What to produce: Reproduce the entries below verbatim, from their first line up to and including the line containing "[[276, 185], [278, 205], [383, 165]]", and stop there.

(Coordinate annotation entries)
-- BEGIN --

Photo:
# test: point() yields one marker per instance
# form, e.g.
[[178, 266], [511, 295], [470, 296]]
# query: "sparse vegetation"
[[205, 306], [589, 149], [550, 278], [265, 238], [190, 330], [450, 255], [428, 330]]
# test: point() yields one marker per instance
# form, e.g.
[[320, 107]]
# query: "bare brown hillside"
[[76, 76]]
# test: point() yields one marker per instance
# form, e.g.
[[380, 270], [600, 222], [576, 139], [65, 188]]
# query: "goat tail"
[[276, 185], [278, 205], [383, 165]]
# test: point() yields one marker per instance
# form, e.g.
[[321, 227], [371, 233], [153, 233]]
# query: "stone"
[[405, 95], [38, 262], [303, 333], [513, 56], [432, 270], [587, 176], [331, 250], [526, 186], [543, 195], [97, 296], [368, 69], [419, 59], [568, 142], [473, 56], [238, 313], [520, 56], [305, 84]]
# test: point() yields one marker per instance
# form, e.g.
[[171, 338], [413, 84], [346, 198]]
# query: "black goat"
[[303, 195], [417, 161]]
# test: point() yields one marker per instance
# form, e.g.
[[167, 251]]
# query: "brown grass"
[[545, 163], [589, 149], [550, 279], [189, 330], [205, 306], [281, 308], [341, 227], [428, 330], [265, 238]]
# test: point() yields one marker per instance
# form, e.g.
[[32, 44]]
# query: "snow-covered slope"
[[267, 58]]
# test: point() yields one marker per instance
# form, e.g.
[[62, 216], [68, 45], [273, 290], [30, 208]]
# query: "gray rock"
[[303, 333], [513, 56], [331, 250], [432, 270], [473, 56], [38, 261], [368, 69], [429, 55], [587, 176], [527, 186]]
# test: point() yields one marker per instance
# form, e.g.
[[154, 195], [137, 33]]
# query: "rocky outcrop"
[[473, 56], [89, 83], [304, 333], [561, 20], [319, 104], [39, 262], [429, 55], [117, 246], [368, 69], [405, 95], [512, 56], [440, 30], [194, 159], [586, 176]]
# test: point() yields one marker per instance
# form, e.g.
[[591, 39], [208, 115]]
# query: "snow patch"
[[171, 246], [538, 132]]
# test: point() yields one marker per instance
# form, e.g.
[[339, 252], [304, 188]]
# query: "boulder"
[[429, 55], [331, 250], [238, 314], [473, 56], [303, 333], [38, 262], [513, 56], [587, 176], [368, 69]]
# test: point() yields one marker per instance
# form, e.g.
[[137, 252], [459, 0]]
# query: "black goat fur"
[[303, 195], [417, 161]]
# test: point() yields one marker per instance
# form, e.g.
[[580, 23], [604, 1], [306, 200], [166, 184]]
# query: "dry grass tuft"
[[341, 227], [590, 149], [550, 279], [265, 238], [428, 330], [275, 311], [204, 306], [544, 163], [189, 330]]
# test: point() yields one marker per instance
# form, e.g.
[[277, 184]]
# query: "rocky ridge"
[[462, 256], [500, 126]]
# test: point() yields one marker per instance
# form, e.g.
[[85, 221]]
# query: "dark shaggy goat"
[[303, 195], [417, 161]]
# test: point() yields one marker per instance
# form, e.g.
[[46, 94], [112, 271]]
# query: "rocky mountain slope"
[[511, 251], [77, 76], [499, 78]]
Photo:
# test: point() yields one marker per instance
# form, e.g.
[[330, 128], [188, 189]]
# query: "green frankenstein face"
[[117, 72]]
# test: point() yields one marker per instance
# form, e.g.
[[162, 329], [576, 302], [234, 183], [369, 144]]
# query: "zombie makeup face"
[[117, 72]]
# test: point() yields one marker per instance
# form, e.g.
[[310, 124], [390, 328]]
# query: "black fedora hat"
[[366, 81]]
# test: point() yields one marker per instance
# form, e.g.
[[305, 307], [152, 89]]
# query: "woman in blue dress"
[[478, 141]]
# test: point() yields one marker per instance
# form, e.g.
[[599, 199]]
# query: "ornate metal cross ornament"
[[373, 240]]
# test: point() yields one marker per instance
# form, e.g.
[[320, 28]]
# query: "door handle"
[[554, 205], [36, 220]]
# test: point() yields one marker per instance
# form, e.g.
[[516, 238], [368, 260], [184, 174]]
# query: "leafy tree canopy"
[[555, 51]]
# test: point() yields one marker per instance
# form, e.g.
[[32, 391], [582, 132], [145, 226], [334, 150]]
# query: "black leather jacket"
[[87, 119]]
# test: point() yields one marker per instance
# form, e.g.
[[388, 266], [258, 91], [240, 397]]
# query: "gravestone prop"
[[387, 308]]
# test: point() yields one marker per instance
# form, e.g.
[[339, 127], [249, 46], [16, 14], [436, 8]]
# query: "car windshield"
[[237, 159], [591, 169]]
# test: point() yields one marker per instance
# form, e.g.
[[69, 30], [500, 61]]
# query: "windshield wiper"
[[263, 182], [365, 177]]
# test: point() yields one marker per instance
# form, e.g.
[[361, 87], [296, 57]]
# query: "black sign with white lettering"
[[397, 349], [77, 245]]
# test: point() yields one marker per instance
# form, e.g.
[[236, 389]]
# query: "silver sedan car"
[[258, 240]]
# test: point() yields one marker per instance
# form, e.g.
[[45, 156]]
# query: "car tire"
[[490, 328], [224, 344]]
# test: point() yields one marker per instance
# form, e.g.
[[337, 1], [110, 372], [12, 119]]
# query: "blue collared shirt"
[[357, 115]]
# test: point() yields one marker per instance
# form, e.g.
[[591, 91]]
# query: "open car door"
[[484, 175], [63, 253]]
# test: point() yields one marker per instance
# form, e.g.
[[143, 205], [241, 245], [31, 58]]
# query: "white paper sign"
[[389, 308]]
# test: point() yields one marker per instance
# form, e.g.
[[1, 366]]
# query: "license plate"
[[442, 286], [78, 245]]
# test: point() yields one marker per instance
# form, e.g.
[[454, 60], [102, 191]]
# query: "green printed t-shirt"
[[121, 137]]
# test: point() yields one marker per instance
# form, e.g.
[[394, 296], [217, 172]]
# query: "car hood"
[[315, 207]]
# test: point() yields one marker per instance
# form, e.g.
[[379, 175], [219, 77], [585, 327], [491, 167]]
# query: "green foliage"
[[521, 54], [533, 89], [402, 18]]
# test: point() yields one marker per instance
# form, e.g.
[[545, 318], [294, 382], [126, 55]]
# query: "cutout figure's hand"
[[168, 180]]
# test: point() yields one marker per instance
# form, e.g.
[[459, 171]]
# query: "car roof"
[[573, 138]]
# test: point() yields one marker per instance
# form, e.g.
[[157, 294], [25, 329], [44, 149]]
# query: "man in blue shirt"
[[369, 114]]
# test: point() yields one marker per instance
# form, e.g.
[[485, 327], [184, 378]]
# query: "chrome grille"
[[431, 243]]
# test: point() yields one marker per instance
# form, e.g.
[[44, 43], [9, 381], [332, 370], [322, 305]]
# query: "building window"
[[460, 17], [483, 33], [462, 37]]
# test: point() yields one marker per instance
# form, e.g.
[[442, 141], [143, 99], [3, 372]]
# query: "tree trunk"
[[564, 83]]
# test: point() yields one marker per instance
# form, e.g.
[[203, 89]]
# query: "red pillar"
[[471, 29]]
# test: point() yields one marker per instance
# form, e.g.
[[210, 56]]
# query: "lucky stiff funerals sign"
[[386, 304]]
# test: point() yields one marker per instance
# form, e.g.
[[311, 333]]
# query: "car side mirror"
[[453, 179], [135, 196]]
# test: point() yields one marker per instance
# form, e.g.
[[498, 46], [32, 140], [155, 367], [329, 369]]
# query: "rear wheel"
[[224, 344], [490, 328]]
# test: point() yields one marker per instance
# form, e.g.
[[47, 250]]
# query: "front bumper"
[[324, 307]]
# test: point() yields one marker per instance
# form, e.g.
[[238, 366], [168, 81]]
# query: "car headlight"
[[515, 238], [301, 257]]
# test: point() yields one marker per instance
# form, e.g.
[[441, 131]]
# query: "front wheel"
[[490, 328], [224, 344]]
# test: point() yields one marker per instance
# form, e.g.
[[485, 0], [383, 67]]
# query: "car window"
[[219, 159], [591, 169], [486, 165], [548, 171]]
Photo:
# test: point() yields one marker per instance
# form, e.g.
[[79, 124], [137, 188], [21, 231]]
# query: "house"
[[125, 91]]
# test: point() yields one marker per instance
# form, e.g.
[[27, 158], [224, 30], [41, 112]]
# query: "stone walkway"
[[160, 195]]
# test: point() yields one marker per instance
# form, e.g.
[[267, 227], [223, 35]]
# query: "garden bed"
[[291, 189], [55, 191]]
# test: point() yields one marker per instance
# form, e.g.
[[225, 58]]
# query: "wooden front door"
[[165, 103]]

-- END --

Correct output:
Photo:
# test: point() yields one marker per instance
# form, e.g.
[[178, 266], [511, 295], [470, 296]]
# query: "sparse vegetation"
[[205, 306], [589, 149], [550, 278], [265, 238], [190, 330], [450, 255], [428, 330]]
# test: point() yields one marker per instance
# form, e.g.
[[320, 107]]
# query: "bare brown hillside"
[[76, 76]]
# test: point() yields one marker per instance
# form, e.g.
[[380, 270], [600, 222], [576, 139], [65, 188]]
# query: "goat tail"
[[276, 185], [278, 205], [383, 165]]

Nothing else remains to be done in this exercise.